■ ASSIGNMENT: Please retype the records below exactly, from the first line down to and including the line with "Readme: the locator spots each instance of the chip".

(DATA FOR REVIEW)

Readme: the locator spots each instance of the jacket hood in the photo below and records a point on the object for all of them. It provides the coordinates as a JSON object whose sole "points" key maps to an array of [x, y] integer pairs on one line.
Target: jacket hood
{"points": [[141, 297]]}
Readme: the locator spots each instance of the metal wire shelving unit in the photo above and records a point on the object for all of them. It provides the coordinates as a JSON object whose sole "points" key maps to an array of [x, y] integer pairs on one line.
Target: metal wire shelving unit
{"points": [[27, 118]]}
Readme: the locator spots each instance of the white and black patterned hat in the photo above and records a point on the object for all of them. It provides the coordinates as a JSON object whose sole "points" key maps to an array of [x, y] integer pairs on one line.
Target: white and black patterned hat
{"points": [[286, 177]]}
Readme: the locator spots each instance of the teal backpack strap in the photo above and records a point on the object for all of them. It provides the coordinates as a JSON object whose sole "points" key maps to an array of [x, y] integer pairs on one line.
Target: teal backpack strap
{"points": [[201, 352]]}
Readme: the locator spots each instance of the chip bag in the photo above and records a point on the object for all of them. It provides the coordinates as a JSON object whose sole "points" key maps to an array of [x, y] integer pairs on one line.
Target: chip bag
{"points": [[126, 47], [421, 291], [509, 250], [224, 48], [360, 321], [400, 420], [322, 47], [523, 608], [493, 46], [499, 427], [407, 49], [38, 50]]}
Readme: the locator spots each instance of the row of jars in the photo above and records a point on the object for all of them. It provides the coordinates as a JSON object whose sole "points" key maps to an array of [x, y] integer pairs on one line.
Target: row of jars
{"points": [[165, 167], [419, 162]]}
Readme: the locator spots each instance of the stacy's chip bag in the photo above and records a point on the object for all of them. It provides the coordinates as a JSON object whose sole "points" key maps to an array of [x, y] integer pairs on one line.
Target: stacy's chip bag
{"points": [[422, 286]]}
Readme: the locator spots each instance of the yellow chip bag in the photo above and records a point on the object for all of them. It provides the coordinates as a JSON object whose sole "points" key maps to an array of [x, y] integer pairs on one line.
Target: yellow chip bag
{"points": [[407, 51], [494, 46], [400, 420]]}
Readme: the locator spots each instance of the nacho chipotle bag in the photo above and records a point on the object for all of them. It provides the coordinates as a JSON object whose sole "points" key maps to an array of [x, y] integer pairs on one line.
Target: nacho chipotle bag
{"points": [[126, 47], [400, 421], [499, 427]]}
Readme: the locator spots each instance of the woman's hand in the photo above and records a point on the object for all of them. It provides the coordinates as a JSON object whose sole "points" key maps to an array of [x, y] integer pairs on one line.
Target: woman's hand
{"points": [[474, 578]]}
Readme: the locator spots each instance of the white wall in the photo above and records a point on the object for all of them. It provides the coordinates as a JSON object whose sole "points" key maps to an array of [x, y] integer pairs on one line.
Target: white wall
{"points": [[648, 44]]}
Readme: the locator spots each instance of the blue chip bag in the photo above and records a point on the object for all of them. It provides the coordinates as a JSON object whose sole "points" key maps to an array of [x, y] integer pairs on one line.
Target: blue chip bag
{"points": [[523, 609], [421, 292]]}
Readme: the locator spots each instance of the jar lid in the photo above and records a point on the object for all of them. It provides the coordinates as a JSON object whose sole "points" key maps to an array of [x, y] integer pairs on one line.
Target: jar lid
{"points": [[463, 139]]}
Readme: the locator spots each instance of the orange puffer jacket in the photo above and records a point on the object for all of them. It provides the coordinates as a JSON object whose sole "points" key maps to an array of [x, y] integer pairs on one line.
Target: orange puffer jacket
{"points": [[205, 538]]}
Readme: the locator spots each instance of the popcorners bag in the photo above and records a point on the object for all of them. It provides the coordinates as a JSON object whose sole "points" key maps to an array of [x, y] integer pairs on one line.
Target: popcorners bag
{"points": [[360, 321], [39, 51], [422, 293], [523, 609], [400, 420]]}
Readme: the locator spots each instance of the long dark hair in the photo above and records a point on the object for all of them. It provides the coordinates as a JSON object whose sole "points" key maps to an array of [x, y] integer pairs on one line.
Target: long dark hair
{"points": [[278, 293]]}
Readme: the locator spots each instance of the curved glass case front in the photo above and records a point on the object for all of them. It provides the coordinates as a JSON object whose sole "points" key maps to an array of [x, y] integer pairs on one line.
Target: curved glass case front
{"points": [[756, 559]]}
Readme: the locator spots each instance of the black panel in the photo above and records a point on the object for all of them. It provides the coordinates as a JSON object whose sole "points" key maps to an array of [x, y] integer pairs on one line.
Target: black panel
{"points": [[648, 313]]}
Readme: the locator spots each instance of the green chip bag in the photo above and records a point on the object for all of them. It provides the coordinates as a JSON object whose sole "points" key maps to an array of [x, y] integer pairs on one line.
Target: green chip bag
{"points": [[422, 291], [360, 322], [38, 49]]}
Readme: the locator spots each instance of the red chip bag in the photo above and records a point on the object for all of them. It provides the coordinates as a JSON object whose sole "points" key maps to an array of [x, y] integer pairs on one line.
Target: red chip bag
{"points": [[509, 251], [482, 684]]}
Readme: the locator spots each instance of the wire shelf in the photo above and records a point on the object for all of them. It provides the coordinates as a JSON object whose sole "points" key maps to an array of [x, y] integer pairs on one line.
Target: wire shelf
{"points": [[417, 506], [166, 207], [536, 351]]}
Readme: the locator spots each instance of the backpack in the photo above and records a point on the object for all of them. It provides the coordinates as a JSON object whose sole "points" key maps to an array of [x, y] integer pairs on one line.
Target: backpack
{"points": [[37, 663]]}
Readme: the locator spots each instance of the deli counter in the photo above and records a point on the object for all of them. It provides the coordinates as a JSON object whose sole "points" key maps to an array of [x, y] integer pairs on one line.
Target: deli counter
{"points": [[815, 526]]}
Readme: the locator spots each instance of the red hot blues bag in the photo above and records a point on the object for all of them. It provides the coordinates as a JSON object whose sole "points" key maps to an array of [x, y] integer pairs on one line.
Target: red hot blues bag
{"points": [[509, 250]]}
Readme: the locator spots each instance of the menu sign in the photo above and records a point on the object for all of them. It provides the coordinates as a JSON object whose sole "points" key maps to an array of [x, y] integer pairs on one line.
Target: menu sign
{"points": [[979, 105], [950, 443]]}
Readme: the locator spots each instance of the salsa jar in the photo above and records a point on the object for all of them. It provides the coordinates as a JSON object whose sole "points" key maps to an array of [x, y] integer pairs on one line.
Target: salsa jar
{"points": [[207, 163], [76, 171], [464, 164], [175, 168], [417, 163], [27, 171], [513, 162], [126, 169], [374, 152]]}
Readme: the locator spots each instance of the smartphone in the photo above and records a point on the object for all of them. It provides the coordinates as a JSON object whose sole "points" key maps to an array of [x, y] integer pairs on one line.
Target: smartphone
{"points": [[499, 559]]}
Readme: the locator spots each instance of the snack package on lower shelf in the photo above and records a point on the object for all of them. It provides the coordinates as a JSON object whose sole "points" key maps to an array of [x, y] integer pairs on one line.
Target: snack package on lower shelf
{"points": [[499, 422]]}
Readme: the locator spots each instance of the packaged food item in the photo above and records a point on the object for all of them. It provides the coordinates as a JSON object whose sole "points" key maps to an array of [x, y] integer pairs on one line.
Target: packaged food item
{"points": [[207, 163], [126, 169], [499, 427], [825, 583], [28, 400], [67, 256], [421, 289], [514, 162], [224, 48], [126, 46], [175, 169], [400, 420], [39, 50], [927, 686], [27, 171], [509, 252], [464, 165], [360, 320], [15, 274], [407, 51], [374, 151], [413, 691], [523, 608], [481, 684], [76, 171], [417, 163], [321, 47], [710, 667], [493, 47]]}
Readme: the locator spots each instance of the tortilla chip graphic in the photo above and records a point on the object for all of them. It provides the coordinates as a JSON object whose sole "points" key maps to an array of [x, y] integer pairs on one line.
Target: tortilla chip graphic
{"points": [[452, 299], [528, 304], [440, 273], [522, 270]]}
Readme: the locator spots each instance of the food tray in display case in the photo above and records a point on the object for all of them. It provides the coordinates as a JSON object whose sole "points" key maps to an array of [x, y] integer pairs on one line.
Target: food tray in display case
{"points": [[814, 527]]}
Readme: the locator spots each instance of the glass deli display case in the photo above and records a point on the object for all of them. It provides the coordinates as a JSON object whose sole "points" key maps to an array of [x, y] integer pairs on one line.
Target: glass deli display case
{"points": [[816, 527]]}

(End DATA FOR REVIEW)

■ ANSWER:
Readme: the locator spots each instance of the jacket hood in the photo below and records a point on the object for all of them. It provides the coordinates as a JSON object whose sole "points" key maps to an array of [x, y] integer pairs on one line.
Target: jacket hood
{"points": [[141, 297]]}
Readme: the locator spots each instance of the metal wire shelving unit in the photo above and records a point on the object for all of them. It provides the coordinates as a JSON object whose sole "points" key maps to an array of [x, y] integer pairs on one line.
Target: metal wire shelving unit
{"points": [[27, 118]]}
Readme: the locator spots each instance of the white and black patterned hat in the photo above and records a point on the object for all of them. It provides the coordinates as a JSON object whose sole "points" key maps to an array of [x, y] integer pairs on one line.
Target: white and black patterned hat
{"points": [[286, 177]]}
Readme: the locator spots each instance of the teal backpack strap in the photo above and records a point on the object for all of them. It provides the coordinates as a JSON object whose sole "points" key maps to an array of [x, y] integer pairs on one line.
Target: teal backpack strap
{"points": [[201, 352]]}
Readme: the locator spots each instance of the chip bag in the photo above and records a point on the object for all of them. It provides the coordinates as a JSON object whose sole "points" key maps to an array of [x, y] integer pairs on one line.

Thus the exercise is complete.